Quoted passage
>>>

From: Ira Weiny <ira.weiny-ral2JQCrhuEAvxtiuMwx3w@public.gmane.org>

Define the new OPA SMP format, create support functions for this format, and
call the previously defined helper functions as appropriate.

Signed-off-by: Ira Weiny <ira.weiny-ral2JQCrhuEAvxtiuMwx3w@public.gmane.org>
---
 drivers/infiniband/core/mad_priv.h |   2 +
 drivers/infiniband/core/opa_smi.h  |  78 +++++++++++++++++++++++++++
 drivers/infiniband/core/smi.c      |  54 +++++++++++++++++++
 drivers/infiniband/core/smi.h      |   6 +++
 include/rdma/opa_smi.h             | 106 +++++++++++++++++++++++++++++++++++++
 5 files changed, 246 insertions(+)
 create mode 100644 drivers/infiniband/core/opa_smi.h
 create mode 100644 include/rdma/opa_smi.h

diff --git a/drivers/infiniband/core/mad_priv.h b/drivers/infiniband/core/mad_priv.h
index 29ed8dd..7a82950 100644
--- a/drivers/infiniband/core/mad_priv.h
+++ b/drivers/infiniband/core/mad_priv.h
@@ -41,6 +41,7 @@
 #include <linux/workqueue.h>
 #include <rdma/ib_mad.h>
 #include <rdma/ib_smi.h>
+#include <rdma/opa_smi.h>
 
 #define IB_MAD_QPS_CORE		2 /* Always QP0 and QP1 as a minimum */
 
@@ -103,6 +104,7 @@ struct jumbo_mad_private {
 	union {
 		struct jumbo_mad mad;
 		struct jumbo_rmpp_mad rmpp_mad;
+		struct opa_smp smp;
 	} mad;
 } __packed;
 
diff --git a/drivers/infiniband/core/opa_smi.h b/drivers/infiniband/core/opa_smi.h
new file mode 100644
index 0000000..d180179
--- /dev/null
+++ b/drivers/infiniband/core/opa_smi.h
@@ -0,0 +1,78 @@
+/*
+ * Copyright (c) 2014 Intel Corporation.  All rights reserved.
+ *
+ * This software is available to you under a choice of one of two
+ * licenses.  You may choose to be licensed under the terms of the GNU
+ * General Public License (GPL) Version 2, available from the file
+ * COPYING in the main directory of this source tree, or the
+ * OpenIB.org BSD license below:
+ *
+ *     Redistribution and use in source and binary forms, with or
+ *     without modification, are permitted provided that the following
+ *     conditions are met:
+ *
+ *      - Redistributions of source code must retain the above
+ *        copyright notice, this list of conditions and the following
+ *        disclaimer.
+ *
+ *      - Redistributions in binary form must reproduce the above
+ *        copyright notice, this list of conditions and the following
+ *        disclaimer in the documentation and/or other materials
+ *        provided with the distribution.

<<<

[Entries from a pointing dataset]
>>>

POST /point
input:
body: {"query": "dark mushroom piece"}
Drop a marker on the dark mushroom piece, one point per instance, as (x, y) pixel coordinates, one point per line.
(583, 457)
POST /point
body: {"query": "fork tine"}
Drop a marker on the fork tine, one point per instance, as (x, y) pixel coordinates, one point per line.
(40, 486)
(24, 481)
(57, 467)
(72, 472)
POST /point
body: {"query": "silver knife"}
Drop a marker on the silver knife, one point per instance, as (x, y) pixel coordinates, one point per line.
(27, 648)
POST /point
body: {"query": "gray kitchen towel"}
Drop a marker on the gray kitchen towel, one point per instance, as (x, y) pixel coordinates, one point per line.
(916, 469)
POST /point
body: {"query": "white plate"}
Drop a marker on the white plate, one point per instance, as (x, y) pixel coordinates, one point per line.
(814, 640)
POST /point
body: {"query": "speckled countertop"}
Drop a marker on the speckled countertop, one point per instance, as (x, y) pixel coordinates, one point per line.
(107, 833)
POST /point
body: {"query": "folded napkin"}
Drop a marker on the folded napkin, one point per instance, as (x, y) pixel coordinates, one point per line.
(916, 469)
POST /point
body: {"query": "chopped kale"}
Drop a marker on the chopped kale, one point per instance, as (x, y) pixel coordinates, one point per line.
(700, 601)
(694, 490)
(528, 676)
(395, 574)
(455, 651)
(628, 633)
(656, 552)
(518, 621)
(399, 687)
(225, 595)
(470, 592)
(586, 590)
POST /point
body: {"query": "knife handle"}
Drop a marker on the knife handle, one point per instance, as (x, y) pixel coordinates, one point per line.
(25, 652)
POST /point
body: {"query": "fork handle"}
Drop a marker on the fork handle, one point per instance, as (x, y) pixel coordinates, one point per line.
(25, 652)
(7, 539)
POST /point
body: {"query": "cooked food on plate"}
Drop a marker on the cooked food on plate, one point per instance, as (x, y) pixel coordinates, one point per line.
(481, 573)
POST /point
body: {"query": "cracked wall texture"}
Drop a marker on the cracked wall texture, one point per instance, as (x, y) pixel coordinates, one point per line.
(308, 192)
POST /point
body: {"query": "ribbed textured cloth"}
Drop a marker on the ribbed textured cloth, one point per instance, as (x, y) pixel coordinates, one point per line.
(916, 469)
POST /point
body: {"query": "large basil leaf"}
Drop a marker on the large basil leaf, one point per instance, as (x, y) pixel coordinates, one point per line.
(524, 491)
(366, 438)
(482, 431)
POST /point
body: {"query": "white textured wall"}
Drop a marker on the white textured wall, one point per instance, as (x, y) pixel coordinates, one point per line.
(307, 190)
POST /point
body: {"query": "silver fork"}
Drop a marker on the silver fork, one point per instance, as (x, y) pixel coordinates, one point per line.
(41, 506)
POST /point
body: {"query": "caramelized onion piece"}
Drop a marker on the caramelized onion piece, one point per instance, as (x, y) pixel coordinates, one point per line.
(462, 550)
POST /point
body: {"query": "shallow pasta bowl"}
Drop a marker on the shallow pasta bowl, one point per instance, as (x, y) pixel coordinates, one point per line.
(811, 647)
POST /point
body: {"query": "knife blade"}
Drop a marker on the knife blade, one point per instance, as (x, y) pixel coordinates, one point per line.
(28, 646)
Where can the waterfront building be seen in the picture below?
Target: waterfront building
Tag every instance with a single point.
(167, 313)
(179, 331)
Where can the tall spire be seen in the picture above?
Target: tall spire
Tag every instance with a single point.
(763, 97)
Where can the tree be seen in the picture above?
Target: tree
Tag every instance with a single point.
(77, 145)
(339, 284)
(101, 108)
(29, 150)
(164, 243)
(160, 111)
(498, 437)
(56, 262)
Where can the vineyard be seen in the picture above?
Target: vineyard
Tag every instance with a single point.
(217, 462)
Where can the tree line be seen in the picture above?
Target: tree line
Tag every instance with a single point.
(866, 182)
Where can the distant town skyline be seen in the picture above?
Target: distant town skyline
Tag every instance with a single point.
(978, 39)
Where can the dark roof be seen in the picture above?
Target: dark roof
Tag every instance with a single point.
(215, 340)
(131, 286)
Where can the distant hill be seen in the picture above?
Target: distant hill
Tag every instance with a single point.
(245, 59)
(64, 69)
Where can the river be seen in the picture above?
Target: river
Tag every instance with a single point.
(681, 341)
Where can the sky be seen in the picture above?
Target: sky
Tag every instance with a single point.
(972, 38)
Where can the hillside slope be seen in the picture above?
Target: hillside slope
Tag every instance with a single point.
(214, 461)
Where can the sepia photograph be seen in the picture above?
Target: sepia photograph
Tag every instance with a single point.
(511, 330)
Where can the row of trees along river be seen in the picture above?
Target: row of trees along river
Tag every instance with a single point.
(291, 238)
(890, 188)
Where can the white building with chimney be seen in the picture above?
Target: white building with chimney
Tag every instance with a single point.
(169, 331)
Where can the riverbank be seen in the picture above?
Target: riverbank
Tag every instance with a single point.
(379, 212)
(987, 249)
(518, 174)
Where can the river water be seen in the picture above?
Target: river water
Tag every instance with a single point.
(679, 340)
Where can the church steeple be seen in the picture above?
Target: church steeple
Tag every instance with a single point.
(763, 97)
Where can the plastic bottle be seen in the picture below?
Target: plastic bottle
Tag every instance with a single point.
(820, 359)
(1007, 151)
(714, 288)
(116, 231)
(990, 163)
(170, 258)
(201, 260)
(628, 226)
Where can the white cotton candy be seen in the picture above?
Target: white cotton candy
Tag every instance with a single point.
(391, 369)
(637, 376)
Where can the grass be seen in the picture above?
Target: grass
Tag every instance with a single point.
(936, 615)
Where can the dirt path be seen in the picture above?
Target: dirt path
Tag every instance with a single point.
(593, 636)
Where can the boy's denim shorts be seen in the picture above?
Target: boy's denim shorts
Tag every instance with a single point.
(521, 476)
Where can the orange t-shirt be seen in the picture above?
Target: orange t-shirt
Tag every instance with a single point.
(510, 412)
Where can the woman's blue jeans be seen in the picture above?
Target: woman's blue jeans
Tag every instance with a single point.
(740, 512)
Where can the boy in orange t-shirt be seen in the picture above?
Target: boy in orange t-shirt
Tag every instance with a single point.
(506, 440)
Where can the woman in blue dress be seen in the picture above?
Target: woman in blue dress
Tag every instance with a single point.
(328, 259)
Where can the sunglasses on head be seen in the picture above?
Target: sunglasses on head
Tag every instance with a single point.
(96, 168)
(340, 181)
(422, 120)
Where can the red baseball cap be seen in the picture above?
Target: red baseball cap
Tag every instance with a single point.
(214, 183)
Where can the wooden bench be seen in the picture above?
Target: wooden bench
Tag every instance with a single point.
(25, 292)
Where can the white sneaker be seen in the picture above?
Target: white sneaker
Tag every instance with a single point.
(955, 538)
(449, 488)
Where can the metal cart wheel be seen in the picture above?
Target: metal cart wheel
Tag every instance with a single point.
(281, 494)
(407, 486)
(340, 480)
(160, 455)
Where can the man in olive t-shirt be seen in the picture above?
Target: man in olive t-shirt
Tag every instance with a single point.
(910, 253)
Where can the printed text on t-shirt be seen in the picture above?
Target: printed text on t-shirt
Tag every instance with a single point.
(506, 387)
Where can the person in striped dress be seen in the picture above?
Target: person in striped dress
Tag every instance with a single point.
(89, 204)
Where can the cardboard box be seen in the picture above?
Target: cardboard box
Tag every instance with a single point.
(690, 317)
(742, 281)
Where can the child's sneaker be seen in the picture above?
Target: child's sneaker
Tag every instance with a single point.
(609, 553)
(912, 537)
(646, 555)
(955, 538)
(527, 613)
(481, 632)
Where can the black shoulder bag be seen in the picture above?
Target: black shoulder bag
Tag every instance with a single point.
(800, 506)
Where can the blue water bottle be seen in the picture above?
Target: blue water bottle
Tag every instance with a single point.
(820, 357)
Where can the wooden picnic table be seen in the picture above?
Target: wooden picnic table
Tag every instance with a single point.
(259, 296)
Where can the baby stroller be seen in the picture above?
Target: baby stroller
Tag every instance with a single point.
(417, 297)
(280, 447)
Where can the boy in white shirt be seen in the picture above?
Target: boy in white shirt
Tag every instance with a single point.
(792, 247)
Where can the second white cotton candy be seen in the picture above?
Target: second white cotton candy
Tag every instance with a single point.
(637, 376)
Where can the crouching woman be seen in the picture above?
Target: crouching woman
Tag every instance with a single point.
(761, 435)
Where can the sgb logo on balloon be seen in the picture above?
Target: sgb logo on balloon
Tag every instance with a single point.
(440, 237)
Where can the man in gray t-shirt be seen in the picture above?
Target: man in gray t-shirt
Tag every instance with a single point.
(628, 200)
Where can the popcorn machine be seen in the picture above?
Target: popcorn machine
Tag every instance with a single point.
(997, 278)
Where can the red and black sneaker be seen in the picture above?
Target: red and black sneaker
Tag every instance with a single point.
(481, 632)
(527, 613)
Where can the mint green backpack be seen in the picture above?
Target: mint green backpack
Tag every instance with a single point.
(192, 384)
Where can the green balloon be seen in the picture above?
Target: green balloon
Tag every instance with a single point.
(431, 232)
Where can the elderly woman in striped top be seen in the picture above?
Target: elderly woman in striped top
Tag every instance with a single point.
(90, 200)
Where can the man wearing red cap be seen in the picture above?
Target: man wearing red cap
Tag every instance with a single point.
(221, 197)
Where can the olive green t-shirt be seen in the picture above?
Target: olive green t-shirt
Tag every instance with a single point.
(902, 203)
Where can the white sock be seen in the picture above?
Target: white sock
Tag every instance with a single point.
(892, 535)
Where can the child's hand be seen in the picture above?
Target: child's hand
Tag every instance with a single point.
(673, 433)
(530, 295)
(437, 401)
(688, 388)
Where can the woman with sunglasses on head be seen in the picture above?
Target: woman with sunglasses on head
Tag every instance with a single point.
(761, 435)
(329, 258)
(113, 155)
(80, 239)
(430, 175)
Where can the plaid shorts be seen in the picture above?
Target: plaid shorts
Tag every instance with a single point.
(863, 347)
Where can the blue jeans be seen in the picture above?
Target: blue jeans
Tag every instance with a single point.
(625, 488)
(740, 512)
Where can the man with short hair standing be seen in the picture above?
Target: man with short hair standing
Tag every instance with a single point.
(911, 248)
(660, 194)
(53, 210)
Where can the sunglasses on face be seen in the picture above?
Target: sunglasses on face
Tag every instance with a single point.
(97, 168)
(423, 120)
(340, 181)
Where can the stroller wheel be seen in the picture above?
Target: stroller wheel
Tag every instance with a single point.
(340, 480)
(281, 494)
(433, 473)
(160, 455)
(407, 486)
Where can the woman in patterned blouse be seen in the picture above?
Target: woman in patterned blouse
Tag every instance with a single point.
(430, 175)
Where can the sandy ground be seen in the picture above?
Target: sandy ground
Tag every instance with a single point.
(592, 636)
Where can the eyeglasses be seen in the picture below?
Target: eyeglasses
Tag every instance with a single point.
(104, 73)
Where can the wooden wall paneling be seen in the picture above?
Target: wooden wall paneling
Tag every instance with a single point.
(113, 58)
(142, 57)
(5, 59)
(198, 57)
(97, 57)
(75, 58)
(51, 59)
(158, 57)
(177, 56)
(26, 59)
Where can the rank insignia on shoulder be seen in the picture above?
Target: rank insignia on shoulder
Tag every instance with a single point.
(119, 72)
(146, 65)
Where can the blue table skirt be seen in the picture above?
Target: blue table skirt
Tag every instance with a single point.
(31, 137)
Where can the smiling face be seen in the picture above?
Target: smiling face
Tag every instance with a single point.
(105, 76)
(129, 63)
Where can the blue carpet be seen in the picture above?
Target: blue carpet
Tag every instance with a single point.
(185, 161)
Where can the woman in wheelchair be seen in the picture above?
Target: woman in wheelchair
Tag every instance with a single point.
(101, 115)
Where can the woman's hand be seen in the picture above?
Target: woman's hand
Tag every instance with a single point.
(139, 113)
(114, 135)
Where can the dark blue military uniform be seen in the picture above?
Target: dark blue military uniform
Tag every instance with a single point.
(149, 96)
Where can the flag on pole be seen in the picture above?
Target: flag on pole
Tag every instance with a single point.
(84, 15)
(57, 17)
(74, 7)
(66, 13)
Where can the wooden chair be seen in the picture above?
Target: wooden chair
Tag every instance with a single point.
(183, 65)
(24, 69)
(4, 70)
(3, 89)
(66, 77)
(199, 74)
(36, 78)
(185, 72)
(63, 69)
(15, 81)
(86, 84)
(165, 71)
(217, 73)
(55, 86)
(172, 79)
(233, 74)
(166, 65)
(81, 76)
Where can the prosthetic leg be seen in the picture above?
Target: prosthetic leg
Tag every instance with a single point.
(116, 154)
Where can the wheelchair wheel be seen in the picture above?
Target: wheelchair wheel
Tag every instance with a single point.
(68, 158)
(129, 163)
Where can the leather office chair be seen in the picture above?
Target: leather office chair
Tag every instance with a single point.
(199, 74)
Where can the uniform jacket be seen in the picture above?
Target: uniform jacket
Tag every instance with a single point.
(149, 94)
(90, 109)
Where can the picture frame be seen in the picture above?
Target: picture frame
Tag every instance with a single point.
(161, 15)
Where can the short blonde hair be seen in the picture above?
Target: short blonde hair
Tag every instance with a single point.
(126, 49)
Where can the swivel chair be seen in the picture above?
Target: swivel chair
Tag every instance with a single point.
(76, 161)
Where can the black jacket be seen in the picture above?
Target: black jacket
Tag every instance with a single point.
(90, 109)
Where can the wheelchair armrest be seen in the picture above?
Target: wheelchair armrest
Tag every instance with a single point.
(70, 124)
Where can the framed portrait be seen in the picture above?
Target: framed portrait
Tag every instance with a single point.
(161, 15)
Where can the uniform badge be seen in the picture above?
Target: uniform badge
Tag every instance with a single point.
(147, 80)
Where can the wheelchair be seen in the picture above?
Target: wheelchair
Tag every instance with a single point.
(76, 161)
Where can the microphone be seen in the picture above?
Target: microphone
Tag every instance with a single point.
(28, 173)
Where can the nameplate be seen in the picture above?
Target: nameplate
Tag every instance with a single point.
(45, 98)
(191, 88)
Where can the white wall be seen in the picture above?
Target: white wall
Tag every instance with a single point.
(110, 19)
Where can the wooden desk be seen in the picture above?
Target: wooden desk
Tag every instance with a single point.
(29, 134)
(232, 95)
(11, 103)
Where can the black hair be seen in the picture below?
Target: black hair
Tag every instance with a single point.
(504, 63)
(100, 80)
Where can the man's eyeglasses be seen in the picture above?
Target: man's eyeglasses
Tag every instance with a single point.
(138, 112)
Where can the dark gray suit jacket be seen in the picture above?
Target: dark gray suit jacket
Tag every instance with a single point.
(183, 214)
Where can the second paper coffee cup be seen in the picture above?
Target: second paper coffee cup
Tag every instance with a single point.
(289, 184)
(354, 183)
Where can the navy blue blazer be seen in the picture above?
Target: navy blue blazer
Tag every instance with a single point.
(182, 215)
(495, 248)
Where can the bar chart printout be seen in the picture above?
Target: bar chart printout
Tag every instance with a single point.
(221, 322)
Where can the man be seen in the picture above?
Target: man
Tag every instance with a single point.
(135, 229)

<<<

Given instruction 1
According to the patch, how many files were changed, and how many insertions were made?
Given instruction 2
Reproduce word for word the part of the patch that opens with the words containing "Signed-off-by: Ira Weiny" and closes with "changed, 246 insertions(+)".
None of the material is needed here.

Right answer 1
Five files were changed, with 246 insertions.

Right answer 2
Signed-off-by: Ira Weiny <ira.weiny-ral2JQCrhuEAvxtiuMwx3w@public.gmane.org>
---
 drivers/infiniband/core/mad_priv.h |   2 +
 drivers/infiniband/core/opa_smi.h  |  78 +++++++++++++++++++++++++++
 drivers/infiniband/core/smi.c      |  54 +++++++++++++++++++
 drivers/infiniband/core/smi.h      |   6 +++
 include/rdma/opa_smi.h             | 106 +++++++++++++++++++++++++++++++++++++
 5 files changed, 246 insertions(+)